■ Excerpt provided:
◇ ◇ ◇

Documentation: Advanced Semiconductor Supply Chain Dataset

Overview

What is this dataset?

The Advanced Semiconductor Supply Chain Dataset includes manually compiled, high-level information about the tools, materials, processes, countries, and firms involved in the production of advanced logic chips. The current version of the dataset reflects how researchers understood this supply chain in early 2021. It uses a wide variety of sources, such as corporate websites and disclosures, specialized market research, and industry group publications.

How do I get it?

The dataset csv files are available on Github.

What can I use it for?

You can use this dataset to:

  • Learn about how advanced logic chips are produced and the tools, materials, and processes that are involved.
  • Assess countries' and companies' role in the supply chain using the dataset's extensive provider information.
  • Identify "chokepoints," market concentration, dependency relationships, and other structural features of the supply chain.

View examples >>

Which ETO products use it?

What are its sources?

Most of the data is taken from the CSET report The Semiconductor Supply Chain: Assessing National Competitiveness, published in 2021. In 2022, ETO researchers augmented the company profiles in the data with information manually collected from producer websites and the open internet. Read more >>

What are its main limitations?

◇ ◇ ◇

■ Extracted records:
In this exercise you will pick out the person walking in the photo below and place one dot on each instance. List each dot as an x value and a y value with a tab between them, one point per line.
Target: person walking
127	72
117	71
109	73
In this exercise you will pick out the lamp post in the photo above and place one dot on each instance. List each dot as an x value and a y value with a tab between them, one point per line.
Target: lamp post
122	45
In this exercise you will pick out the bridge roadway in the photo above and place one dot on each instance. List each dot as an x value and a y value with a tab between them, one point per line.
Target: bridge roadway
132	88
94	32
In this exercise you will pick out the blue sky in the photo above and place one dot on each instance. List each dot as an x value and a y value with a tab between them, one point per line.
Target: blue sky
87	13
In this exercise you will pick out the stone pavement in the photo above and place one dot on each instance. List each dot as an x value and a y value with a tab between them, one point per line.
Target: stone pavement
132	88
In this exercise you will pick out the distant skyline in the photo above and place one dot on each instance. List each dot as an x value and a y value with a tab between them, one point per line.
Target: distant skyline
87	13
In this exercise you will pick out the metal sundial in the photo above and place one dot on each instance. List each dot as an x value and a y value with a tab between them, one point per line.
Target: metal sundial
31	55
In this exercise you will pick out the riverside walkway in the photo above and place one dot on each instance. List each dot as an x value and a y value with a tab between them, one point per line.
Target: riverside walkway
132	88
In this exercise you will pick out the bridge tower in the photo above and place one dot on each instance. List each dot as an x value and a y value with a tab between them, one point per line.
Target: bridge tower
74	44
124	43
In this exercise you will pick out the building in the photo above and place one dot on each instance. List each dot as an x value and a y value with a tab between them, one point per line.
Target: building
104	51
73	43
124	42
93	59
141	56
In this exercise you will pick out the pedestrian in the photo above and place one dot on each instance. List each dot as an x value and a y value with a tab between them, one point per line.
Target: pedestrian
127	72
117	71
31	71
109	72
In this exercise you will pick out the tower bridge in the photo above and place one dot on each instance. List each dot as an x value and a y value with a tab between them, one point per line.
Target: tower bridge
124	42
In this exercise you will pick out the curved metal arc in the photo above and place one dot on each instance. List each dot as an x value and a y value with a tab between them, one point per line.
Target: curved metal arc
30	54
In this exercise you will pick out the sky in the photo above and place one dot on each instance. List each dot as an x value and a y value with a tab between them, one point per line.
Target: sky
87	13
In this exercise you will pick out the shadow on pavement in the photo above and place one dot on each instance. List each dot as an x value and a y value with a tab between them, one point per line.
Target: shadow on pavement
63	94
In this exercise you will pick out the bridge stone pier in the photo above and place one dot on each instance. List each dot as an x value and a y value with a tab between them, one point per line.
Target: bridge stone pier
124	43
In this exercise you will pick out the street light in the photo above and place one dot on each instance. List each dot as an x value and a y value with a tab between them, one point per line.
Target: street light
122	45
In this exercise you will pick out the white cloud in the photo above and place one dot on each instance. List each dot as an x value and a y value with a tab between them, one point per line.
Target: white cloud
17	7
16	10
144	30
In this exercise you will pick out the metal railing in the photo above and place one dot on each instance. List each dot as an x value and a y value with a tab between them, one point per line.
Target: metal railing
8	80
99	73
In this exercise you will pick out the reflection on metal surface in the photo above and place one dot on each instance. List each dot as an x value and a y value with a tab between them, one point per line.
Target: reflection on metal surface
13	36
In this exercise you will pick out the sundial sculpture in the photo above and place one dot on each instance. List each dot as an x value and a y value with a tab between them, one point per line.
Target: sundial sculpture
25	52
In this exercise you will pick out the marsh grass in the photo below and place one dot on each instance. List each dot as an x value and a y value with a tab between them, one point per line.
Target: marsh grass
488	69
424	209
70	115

◇ ◇ ◇

■ What is asked:
Pull out the passage in the dataset documentation from "Which ETO products" up to and including "its main limitations?", copied word for word. You won't need the items for this.

■ Result:
Which ETO products use it?

What are its sources?

Most of the data is taken from the CSET report The Semiconductor Supply Chain: Assessing National Competitiveness, published in 2021. In 2022, ETO researchers augmented the company profiles in the data with information manually collected from producer websites and the open internet. Read more >>

What are its main limitations?